Set exercise – Set out every line of the material below as a Markdown table with two columns, Row and Line, numbering the rows and dropping any blank lines.

Dataset excerpts –
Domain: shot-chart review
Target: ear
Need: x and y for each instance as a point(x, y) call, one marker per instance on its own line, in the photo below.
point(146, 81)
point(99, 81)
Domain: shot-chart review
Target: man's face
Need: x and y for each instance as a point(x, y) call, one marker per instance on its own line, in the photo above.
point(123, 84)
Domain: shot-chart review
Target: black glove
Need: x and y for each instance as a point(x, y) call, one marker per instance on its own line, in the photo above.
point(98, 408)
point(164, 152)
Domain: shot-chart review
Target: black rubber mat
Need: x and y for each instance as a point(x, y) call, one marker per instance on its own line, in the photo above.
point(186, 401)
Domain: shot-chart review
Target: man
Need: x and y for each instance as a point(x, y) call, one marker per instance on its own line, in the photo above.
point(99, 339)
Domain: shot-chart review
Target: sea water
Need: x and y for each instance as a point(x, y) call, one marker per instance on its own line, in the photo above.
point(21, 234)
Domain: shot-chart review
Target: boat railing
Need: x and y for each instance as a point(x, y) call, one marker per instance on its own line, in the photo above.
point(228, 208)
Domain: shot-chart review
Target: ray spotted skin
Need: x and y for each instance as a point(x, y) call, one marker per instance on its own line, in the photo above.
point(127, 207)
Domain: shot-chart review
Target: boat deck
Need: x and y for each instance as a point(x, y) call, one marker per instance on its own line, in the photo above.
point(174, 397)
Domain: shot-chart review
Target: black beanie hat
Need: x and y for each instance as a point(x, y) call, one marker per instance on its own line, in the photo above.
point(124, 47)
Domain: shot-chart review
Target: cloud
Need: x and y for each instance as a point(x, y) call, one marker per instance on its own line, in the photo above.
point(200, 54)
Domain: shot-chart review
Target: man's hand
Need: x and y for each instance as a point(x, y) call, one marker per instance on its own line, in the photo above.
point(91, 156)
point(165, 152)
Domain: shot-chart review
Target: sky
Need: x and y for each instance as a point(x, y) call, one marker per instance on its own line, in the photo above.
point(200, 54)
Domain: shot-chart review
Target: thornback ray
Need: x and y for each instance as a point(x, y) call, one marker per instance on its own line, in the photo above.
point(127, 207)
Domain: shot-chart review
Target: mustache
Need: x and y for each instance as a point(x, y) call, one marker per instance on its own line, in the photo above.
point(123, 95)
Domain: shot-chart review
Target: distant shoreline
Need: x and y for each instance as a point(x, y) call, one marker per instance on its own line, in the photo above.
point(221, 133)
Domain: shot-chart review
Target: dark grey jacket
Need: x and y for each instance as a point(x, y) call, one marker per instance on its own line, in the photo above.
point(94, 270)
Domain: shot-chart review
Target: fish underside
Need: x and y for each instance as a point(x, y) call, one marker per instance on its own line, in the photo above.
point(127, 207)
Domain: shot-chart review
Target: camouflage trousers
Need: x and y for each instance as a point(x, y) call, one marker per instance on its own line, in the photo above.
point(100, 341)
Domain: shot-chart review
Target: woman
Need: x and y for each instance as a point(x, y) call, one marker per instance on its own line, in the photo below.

Solution –
| Row | Line |
|---|---|
| 1 | Domain: shot-chart review |
| 2 | Target: ear |
| 3 | Need: x and y for each instance as a point(x, y) call, one marker per instance on its own line, in the photo below. |
| 4 | point(146, 81) |
| 5 | point(99, 81) |
| 6 | Domain: shot-chart review |
| 7 | Target: man's face |
| 8 | Need: x and y for each instance as a point(x, y) call, one marker per instance on its own line, in the photo above. |
| 9 | point(123, 84) |
| 10 | Domain: shot-chart review |
| 11 | Target: black glove |
| 12 | Need: x and y for each instance as a point(x, y) call, one marker per instance on its own line, in the photo above. |
| 13 | point(98, 408) |
| 14 | point(164, 152) |
| 15 | Domain: shot-chart review |
| 16 | Target: black rubber mat |
| 17 | Need: x and y for each instance as a point(x, y) call, one marker per instance on its own line, in the photo above. |
| 18 | point(186, 401) |
| 19 | Domain: shot-chart review |
| 20 | Target: man |
| 21 | Need: x and y for each instance as a point(x, y) call, one marker per instance on its own line, in the photo above. |
| 22 | point(99, 339) |
| 23 | Domain: shot-chart review |
| 24 | Target: sea water |
| 25 | Need: x and y for each instance as a point(x, y) call, one marker per instance on its own line, in the photo above. |
| 26 | point(21, 234) |
| 27 | Domain: shot-chart review |
| 28 | Target: boat railing |
| 29 | Need: x and y for each instance as a point(x, y) call, one marker per instance on its own line, in the photo above. |
| 30 | point(228, 208) |
| 31 | Domain: shot-chart review |
| 32 | Target: ray spotted skin |
| 33 | Need: x and y for each instance as a point(x, y) call, one marker per instance on its own line, in the photo above. |
| 34 | point(127, 207) |
| 35 | Domain: shot-chart review |
| 36 | Target: boat deck |
| 37 | Need: x and y for each instance as a point(x, y) call, one marker per instance on its own line, in the photo above. |
| 38 | point(174, 397) |
| 39 | Domain: shot-chart review |
| 40 | Target: black beanie hat |
| 41 | Need: x and y for each instance as a point(x, y) call, one marker per instance on its own line, in the photo above. |
| 42 | point(124, 47) |
| 43 | Domain: shot-chart review |
| 44 | Target: cloud |
| 45 | Need: x and y for each instance as a point(x, y) call, one marker per instance on its own line, in the photo above. |
| 46 | point(200, 54) |
| 47 | Domain: shot-chart review |
| 48 | Target: man's hand |
| 49 | Need: x and y for each instance as a point(x, y) call, one marker per instance on its own line, in the photo above. |
| 50 | point(91, 156) |
| 51 | point(165, 152) |
| 52 | Domain: shot-chart review |
| 53 | Target: sky |
| 54 | Need: x and y for each instance as a point(x, y) call, one marker per instance on its own line, in the photo above. |
| 55 | point(200, 54) |
| 56 | Domain: shot-chart review |
| 57 | Target: thornback ray |
| 58 | Need: x and y for each instance as a point(x, y) call, one marker per instance on its own line, in the photo above. |
| 59 | point(127, 207) |
| 60 | Domain: shot-chart review |
| 61 | Target: mustache |
| 62 | Need: x and y for each instance as a point(x, y) call, one marker per instance on its own line, in the photo above. |
| 63 | point(123, 95) |
| 64 | Domain: shot-chart review |
| 65 | Target: distant shoreline |
| 66 | Need: x and y for each instance as a point(x, y) call, one marker per instance on its own line, in the photo above. |
| 67 | point(221, 133) |
| 68 | Domain: shot-chart review |
| 69 | Target: dark grey jacket |
| 70 | Need: x and y for each instance as a point(x, y) call, one marker per instance on its own line, in the photo above. |
| 71 | point(94, 270) |
| 72 | Domain: shot-chart review |
| 73 | Target: fish underside |
| 74 | Need: x and y for each instance as a point(x, y) call, one marker per instance on its own line, in the photo above. |
| 75 | point(127, 207) |
| 76 | Domain: shot-chart review |
| 77 | Target: camouflage trousers |
| 78 | Need: x and y for each instance as a point(x, y) call, one marker per instance on its own line, in the photo above. |
| 79 | point(100, 341) |
| 80 | Domain: shot-chart review |
| 81 | Target: woman |
| 82 | Need: x and y for each instance as a point(x, y) call, one marker per instance on its own line, in the photo below. |